- Stored data entries
+-------+
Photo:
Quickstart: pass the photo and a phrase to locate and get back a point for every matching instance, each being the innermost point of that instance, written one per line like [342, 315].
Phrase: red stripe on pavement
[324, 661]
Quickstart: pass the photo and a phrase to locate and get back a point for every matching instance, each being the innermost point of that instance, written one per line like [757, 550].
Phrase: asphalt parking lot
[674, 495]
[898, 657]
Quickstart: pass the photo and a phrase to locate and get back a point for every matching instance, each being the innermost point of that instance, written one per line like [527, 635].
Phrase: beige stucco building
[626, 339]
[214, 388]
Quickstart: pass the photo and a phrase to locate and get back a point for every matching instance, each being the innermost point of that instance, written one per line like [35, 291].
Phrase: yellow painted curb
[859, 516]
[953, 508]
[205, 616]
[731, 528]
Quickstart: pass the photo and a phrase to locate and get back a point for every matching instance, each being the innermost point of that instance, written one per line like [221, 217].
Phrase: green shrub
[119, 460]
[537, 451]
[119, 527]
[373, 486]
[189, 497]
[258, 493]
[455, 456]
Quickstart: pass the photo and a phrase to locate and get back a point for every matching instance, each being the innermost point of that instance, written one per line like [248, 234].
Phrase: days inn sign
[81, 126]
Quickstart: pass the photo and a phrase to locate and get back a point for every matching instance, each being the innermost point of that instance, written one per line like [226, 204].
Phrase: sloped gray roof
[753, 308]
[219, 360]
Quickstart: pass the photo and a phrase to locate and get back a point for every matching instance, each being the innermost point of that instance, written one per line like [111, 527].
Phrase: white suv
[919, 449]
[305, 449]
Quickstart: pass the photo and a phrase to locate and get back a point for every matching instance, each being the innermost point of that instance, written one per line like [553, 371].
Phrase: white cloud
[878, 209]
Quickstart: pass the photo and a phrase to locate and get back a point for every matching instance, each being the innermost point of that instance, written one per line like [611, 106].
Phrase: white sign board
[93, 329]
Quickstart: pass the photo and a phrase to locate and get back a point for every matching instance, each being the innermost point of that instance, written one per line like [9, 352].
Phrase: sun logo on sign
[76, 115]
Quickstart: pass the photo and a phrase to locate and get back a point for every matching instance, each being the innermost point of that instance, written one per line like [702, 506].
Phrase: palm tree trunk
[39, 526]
+-------+
- Task statement
The response must restate every entry word for word.

- Result of the exercise
Photo:
Quickstart: pass the photo and a phrase to locate and get back a point for every matching instance, each being the innermost point of that instance, written one per line like [342, 315].
Phrase: red stripe on pavement
[324, 661]
Quickstart: pass the photo and a phrase to locate and get back a point for every matching instance, each being the innermost point of that instance, written one per line like [757, 550].
Phrase: asphalt parking lot
[674, 495]
[898, 657]
Quickstart: pass the photo and a phrase to locate and get back a point for every matching instance, each being the innermost point of that instance, written one per line like [527, 635].
Phrase: beige stucco building
[626, 339]
[214, 388]
Quickstart: pass the photo and a phrase to locate and get back a point for every matching instance, each being the innermost point of that instance, written one per line like [35, 291].
Phrase: yellow painted curb
[859, 516]
[953, 508]
[205, 616]
[731, 528]
Quickstart: pass the photo and a phrase to locate and get back a point for every matching instance, each being the innermost point of that instance, written one per line like [221, 217].
Phrase: green shrub
[119, 460]
[537, 451]
[119, 527]
[373, 486]
[189, 497]
[258, 493]
[455, 456]
Quickstart: pass the photo and a phrase to locate and get back a point for every matching instance, each being the innermost point of that instance, written one per line like [248, 234].
Phrase: days inn sign
[81, 126]
Quickstart: pass the photo and a phrase to locate and get back a point for every matching instance, each being the innermost point of that instance, written one per line like [226, 204].
Phrase: sloped gray roof
[753, 308]
[219, 360]
Quickstart: pass the photo and a phrase to locate and get back a point for every matching instance, each being the innermost point of that instance, written one per line like [111, 527].
Phrase: white suv
[919, 449]
[305, 449]
Quickstart: pass the photo and a phrase to locate and get back a point for every matching instance, each being the innermost point of that instance, written one per line like [553, 371].
Phrase: white cloud
[878, 209]
Quickstart: pass the photo and a phrase to locate and get back a point for every matching instance, each being the innermost point of that instance, written one per line like [611, 106].
Phrase: white sign board
[93, 329]
Quickstart: pass the photo and a phrase to locate and get back a point for every matching instance, each being the innermost point of that instance, written one per line like [9, 352].
Phrase: sun logo on sign
[76, 115]
Quickstart: pass the photo and a phrase to locate and get back a point for every matching instance, each being the innermost point of that instance, written one per line like [702, 506].
Phrase: palm tree trunk
[39, 526]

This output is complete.